Excerpt provided:
=-=-=-=-=
U.S. Health and Human Services Secretary Michael Leavitt warned Thursday (October 12) that employers must use their purchasing power to create a health care marketplace that is more sensitive to price and quality—or face rising health care costs that will imperil the primacy of American business.


“There is no place on the economic leader board for a country that puts 25 to 30 percent of its gross domestic product into health care,” Leavitt told employers at the Midwest Business Group on Health in Chicago. Currently, the Health and Human Services Department calculates that 16 percent of American GDP is spent on health care.


“Unless we change something we will be eliminated from the competition,” Leavitt says. “It is very serious and requires change.”


Leavitt urged employers to join with the federal government’s commitment, made in August via an executive order signed by President Bush, that new contracts with medical providers and insurance carriers promote the use of standardized health information technology and foster greater transparency over the price and quality of health care.


He asked employers to get involved with six pilot projects that have been launched in six regions of the country. The projects—based in Boston, Indianapolis, Minneapolis, Phoenix, San Francisco and Madison, Wisconsin—are using claims data to develop standards that could eventually be used to create a benchmark of care for various ailments and then rate the performance of doctors and hospitals against that scale. Eventually, medical providers would be paid according to the quality of their services, as is the case for most goods and services in a functioning marketplace.


Federal health programs account for four out of every 10 people with health insurance. Leavitt says he is reaching out to the country’s 150 largest employers with 50,000 employees or more to get those companies involved in using the president’s executive order as a template in negotiating new contracts.


“When 40 percent of the market moves, it changes the market,” Leavitt says. “We want you to do that by creating an executive order of your own.”


Health and Human Services will conduct training sessions in Washington, D.C., on November 17 to help employers develop requests for proposals that specify how potential providers and carriers can comply with the goals of the executive order.
=-=-=-=-=
Collected data:
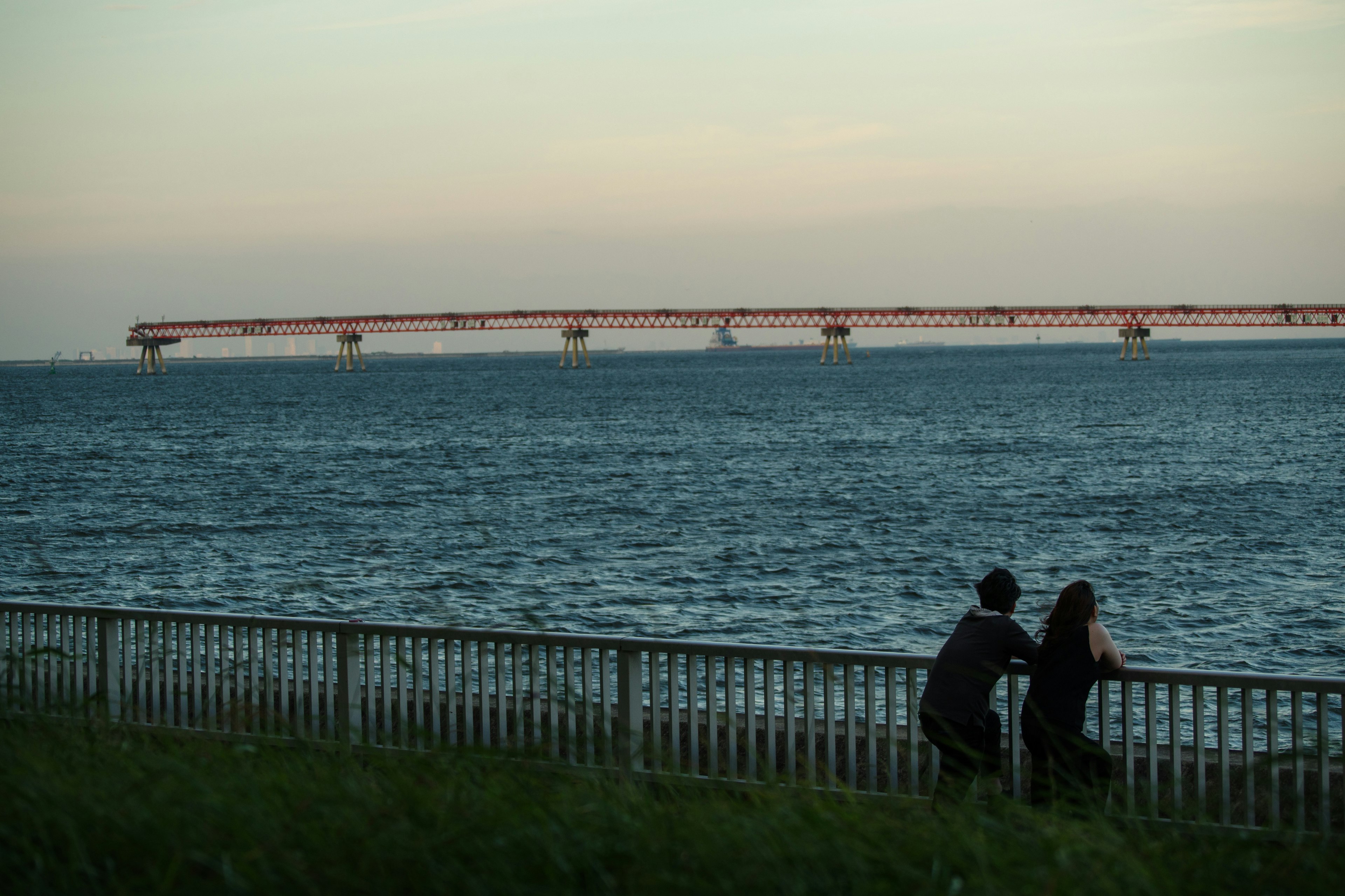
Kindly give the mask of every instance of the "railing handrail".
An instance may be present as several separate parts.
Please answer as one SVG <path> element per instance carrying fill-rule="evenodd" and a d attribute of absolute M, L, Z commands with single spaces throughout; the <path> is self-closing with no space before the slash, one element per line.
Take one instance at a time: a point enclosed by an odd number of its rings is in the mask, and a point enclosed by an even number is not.
<path fill-rule="evenodd" d="M 612 650 L 640 650 L 694 656 L 733 656 L 746 660 L 794 660 L 803 662 L 833 662 L 857 666 L 901 666 L 929 669 L 935 654 L 902 653 L 896 650 L 858 650 L 849 647 L 799 647 L 790 645 L 755 645 L 725 641 L 682 641 L 677 638 L 644 638 L 635 635 L 580 634 L 572 631 L 535 631 L 526 629 L 477 629 L 405 622 L 378 622 L 364 619 L 323 619 L 315 617 L 272 617 L 261 614 L 210 613 L 204 610 L 160 610 L 151 607 L 113 607 L 101 604 L 38 603 L 30 600 L 0 600 L 0 611 L 59 611 L 74 615 L 106 617 L 116 619 L 153 618 L 167 622 L 227 622 L 238 626 L 303 627 L 335 634 L 406 634 L 420 637 L 453 637 L 463 641 L 507 643 L 541 643 L 576 647 L 608 647 Z M 1007 672 L 1032 676 L 1033 666 L 1013 660 Z M 1345 677 L 1295 676 L 1262 672 L 1225 672 L 1215 669 L 1182 669 L 1171 666 L 1126 665 L 1106 676 L 1111 681 L 1154 684 L 1205 685 L 1215 688 L 1256 688 L 1297 690 L 1303 693 L 1336 693 L 1345 696 Z"/>

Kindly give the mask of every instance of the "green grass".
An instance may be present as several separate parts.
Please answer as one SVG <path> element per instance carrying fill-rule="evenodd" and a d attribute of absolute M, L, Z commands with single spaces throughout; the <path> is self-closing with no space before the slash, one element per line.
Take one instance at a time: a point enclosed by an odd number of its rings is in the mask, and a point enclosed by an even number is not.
=-=-=-=-=
Instructions to follow: According to the text on health care costs, in which six locations are the pilot projects based?

Answer to this problem: Boston, Indianapolis, Minneapolis, Phoenix, San Francisco and Madison, Wisconsin.